* **DATASET EXTRACT**:
Segment Open

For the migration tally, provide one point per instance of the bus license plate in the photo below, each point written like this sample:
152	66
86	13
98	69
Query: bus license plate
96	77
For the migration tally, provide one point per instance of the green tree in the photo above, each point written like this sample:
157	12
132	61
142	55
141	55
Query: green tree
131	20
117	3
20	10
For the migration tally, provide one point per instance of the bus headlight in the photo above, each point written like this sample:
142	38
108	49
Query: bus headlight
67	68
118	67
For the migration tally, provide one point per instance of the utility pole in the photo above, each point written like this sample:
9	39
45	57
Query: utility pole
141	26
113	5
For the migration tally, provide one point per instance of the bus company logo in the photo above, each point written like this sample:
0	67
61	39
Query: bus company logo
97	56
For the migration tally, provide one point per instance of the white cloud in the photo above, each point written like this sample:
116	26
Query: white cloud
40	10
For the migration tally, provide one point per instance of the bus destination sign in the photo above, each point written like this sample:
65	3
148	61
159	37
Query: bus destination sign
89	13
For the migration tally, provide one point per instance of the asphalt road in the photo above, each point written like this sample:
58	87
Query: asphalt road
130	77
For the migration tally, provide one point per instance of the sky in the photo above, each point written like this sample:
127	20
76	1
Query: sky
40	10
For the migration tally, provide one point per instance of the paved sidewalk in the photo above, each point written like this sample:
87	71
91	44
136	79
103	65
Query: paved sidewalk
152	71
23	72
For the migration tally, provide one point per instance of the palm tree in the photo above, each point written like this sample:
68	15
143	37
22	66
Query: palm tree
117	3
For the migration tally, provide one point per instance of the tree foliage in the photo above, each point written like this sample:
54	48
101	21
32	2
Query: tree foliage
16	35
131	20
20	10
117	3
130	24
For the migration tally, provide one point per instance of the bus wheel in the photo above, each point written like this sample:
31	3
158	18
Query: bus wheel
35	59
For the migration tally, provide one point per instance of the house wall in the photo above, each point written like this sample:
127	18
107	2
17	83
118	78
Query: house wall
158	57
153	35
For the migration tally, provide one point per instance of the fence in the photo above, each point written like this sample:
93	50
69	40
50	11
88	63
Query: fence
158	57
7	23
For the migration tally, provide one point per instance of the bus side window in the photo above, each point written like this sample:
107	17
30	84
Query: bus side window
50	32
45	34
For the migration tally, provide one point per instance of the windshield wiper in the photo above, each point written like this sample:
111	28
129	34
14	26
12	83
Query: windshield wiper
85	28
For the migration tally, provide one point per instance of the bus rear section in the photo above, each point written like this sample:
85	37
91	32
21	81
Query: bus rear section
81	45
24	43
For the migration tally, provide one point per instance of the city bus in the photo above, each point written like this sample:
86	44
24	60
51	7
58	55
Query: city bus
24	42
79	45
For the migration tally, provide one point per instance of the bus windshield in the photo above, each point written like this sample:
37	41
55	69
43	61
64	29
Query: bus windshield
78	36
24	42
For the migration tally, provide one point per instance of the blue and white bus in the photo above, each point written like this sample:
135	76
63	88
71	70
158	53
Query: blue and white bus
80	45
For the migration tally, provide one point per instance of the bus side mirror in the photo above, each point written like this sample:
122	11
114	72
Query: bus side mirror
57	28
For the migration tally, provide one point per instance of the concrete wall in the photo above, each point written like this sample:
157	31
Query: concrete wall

Segment Closed

* **PROMPT**: Only lines with the word "concrete" should be collected from the material.

* **WRITTEN RESPONSE**:
For the migration tally, provide one point per instance of the concrete wall in the photo above, each point written like this sample:
Query: concrete wall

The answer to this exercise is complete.